Text excerpt below:
- Born: Raymond Yu February 5, 1982 (age 44) Brooklyn, New York, U.S.
- Occupations: Rapper; songwriter; activist;
- Years active: 2013–present

= China Mac =

American rapper and activist

Raymond Yu (born February 5, 1982), known professionally as China Mac, is an American rapper, entertainer, activist, and former gang member.

== Early years ==
Yu was born and raised in Brooklyn to Chinese immigrants, from Hong Kong. He moved into a group home at the age of 8. Yu joined the Ghost Shadows gang when he was 12. In his teenage years, he would partake in freestyle rap battles with other kids at the juvenile detention center.

== Career ==

=== 2000–2013: Incarceration ===
At the age of 18, Mac was sentenced to three years in prison for gang related crimes in 2000.

On November 9, 2003, Mac was involved in an altercation with MC Jin at a bar in Chinatown, Manhattan, where he shot Jin's acquaintance, rapper Christopher "LS" Louie, in the back. Mac later went on the run for over a year and was apprehended in Seattle, Washington when he tried to leave the country with a fake passport. In prison, he was nicknamed "China Mac" by the Makk Balla Family gang. He was released on parole in November 2013 and founded the Red Money Records record label and a pet store with the money he saved up while in prison.
End of Text excerpt.
Tasks and exercises:
a) In the China Mac biography, at what age did Yu join the Ghost Shadows gang?
b) Transcribe the China Mac biography from "- Occupations: Rapper;" up to and including "juvenile detention center.".
c) Go on with the China Mac biography, picking up after its final sentence.
Source material below:
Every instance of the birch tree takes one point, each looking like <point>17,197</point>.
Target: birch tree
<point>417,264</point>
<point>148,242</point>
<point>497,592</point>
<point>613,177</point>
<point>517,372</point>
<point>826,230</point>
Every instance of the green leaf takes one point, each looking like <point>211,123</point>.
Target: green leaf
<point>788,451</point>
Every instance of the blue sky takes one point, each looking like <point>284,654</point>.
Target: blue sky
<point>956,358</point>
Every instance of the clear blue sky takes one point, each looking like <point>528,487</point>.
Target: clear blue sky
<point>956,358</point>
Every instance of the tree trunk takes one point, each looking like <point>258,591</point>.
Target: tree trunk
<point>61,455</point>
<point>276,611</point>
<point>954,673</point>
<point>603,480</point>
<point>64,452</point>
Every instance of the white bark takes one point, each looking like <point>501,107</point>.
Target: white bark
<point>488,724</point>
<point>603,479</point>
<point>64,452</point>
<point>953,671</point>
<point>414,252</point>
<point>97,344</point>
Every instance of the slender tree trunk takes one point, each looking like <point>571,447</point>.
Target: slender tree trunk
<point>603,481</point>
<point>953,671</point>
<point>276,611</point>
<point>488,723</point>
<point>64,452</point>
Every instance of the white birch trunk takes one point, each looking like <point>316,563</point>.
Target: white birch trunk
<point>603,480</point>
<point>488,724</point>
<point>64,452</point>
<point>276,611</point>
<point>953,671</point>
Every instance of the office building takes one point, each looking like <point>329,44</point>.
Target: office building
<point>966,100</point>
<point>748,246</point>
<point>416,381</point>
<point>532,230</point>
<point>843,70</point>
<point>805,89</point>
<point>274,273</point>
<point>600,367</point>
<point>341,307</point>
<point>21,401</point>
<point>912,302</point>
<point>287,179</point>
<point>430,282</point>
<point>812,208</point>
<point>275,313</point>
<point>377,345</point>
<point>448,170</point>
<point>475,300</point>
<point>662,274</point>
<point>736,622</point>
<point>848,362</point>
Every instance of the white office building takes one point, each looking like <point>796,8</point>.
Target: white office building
End of Source material.
Source material below:
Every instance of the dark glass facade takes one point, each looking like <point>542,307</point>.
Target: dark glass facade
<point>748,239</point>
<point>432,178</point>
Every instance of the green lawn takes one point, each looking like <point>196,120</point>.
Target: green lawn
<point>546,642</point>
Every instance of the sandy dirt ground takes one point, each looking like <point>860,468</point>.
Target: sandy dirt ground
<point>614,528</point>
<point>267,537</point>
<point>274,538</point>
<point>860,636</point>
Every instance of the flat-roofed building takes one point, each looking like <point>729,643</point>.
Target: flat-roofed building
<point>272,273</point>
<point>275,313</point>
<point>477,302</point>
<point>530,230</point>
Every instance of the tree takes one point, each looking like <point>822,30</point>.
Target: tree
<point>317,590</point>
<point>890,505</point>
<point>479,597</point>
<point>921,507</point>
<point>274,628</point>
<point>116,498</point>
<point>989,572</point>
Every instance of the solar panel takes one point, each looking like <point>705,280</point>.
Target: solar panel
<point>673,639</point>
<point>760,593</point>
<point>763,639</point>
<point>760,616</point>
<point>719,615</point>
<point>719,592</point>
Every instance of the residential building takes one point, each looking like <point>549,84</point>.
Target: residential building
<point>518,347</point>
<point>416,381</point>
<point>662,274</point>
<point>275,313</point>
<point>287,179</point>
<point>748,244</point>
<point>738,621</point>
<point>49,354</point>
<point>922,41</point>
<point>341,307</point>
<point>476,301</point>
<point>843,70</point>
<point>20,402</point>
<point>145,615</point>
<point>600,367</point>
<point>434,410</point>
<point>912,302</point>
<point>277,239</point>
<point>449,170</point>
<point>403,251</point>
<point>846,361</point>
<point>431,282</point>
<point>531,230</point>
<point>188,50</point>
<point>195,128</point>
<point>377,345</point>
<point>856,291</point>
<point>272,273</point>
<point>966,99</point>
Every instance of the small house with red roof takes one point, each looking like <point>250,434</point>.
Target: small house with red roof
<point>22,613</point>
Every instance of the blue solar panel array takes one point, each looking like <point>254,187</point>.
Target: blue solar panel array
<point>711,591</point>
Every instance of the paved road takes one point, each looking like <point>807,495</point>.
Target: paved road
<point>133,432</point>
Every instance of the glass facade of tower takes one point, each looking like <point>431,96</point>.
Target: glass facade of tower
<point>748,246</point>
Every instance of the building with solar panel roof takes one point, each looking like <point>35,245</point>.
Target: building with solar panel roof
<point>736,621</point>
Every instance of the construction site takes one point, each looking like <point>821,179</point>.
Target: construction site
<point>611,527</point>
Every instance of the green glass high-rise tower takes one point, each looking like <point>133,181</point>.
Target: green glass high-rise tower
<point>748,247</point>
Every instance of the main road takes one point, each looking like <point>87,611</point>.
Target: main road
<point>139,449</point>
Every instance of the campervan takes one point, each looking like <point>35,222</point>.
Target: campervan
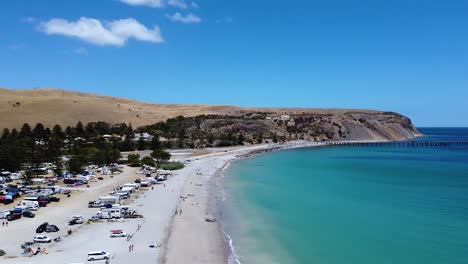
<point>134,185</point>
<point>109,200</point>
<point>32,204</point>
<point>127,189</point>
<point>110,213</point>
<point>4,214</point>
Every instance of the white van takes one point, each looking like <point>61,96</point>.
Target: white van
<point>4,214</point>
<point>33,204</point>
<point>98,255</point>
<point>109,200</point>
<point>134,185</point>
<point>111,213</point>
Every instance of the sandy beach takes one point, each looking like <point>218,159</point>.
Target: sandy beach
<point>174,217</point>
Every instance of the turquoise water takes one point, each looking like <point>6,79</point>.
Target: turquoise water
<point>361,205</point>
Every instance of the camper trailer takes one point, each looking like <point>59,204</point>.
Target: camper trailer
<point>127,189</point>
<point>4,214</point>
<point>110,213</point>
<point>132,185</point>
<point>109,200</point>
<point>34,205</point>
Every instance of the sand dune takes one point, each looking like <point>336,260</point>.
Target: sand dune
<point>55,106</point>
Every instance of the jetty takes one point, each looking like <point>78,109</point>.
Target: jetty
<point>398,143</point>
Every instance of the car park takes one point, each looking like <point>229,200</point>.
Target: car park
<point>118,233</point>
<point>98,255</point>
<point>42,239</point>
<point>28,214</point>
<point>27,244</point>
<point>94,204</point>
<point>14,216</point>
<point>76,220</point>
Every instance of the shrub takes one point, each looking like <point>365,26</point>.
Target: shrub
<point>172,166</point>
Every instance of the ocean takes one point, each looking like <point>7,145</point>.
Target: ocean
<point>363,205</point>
End of Source material.
Source material below:
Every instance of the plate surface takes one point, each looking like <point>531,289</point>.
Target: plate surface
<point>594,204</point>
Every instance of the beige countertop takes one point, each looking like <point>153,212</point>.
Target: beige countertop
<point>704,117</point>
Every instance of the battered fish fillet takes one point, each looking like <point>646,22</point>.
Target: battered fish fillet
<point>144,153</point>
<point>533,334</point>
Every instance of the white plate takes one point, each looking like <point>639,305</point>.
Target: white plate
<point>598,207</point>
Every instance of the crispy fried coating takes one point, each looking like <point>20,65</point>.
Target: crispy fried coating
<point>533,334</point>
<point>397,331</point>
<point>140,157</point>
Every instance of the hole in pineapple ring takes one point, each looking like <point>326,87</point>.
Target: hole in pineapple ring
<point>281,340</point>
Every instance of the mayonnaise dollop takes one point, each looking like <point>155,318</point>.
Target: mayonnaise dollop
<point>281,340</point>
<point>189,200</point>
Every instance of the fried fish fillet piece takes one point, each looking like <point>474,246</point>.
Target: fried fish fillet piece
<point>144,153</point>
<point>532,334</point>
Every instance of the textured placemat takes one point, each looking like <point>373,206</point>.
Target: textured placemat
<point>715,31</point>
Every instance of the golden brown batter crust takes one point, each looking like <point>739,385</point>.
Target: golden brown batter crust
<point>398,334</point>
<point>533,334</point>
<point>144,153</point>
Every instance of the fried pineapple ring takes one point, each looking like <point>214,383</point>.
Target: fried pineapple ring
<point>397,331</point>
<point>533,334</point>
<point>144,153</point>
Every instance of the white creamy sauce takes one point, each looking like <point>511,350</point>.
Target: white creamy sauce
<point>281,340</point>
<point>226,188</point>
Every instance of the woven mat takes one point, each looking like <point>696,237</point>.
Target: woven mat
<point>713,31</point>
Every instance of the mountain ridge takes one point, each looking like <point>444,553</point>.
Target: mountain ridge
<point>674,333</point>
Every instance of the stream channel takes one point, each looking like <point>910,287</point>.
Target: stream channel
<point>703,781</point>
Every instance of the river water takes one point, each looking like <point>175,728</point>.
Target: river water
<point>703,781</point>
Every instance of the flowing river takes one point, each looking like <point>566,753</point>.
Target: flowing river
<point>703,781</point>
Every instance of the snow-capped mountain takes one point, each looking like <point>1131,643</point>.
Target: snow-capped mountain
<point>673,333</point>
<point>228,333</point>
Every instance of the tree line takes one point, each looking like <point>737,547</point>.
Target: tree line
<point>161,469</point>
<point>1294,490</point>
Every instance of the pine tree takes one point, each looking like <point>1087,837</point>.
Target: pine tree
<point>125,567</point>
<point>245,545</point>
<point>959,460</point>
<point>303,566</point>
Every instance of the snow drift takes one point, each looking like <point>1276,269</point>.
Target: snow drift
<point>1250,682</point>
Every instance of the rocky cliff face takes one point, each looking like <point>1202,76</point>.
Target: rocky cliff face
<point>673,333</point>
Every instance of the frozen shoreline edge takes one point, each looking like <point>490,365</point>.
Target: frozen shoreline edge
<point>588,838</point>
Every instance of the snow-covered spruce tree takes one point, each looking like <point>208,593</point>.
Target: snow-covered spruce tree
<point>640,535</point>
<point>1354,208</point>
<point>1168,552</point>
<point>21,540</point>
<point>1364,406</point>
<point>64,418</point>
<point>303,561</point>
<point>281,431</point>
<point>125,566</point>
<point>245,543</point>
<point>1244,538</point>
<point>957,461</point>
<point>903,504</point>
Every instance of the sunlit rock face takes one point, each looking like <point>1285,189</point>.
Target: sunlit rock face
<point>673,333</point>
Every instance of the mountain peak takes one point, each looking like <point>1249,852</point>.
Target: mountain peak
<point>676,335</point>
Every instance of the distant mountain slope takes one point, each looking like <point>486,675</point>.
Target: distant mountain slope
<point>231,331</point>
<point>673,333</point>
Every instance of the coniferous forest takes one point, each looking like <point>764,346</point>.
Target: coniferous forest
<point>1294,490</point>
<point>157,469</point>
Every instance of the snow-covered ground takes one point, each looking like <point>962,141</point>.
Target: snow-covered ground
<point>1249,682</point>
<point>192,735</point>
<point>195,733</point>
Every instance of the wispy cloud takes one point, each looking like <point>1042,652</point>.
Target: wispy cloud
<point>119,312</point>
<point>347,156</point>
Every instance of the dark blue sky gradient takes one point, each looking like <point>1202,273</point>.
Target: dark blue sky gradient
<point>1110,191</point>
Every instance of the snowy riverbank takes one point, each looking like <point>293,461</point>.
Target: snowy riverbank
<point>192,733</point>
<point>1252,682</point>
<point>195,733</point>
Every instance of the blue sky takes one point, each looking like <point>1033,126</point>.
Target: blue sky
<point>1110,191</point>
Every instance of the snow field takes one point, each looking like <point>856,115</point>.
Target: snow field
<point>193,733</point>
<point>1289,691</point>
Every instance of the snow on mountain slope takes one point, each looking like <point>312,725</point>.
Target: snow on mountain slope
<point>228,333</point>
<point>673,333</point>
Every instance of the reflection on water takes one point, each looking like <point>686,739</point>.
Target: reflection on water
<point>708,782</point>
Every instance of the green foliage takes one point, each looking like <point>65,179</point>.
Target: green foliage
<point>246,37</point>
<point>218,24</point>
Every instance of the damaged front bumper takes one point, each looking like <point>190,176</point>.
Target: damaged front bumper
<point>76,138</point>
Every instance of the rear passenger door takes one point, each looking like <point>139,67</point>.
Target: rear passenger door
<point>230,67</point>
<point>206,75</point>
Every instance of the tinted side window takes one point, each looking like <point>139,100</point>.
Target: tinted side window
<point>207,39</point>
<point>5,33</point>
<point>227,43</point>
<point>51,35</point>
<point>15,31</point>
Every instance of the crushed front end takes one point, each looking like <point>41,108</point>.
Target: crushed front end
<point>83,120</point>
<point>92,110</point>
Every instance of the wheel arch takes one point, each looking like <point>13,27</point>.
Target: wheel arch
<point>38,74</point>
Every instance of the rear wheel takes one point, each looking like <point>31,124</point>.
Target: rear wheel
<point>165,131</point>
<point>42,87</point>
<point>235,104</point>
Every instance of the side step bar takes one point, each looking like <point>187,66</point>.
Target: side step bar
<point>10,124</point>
End of Source material.
Task-by-task results:
a) He joined at the age of 12.

b)
- Occupations: Rapper; songwriter; activist;
- Years active: 2013–present

= China Mac =

American rapper and activist

Raymond Yu (born February 5, 1982), known professionally as China Mac, is an American rapper, entertainer, activist, and former gang member.

== Early years ==
Yu was born and raised in Brooklyn to Chinese immigrants, from Hong Kong. He moved into a group home at the age of 8. Yu joined the Ghost Shadows gang when he was 12. In his teenage years, he would partake in freestyle rap battles with other kids at the juvenile detention center.

c)
=== 2014–present: Music production and activism ===
Mac returned to prison for an accused parole violation and was later released in 2017. Since then, he has uploaded video content, including the food show Mac Eats, onto his YouTube channel, China Mac TV.

Mac released his album MITM in 2017.

In 2018, Mac was a prominent critic of Lil Pump's single "Butterfly Doors", which used the pejorative ching chong slur.

In 2019, he released the dual EP, Yin and Yang. That same year, Mac released a Chinese/Spanish record with Tali Goya.

In July 2020, amidst the rise in anti-Asian hate crimes during the COVID-19 pandemic in the United States, an 89-year-old Chinese grandmother was assaulted and set on fire in Bensonhurst, Brooklyn. Mac and actor Will Lex Ham organized a march in that neighborhood on August 1, 2020 as a response to raise awareness about anti-Asian hate crimes. The "They Can't Burn Us All" rallying cry transformed into a national protest for "unity amongst all people against hate crimes and racism." The duo later held rallies in both Los Angeles and San Francisco. The events had hundreds of attendees. China Mac's activism led him to release the single "They Can't Burn Us All" on October 30, 2020.

== Personal life ==
His father was a part of the Chinese-American gang, Flying Dragons, that was active in the 1980s.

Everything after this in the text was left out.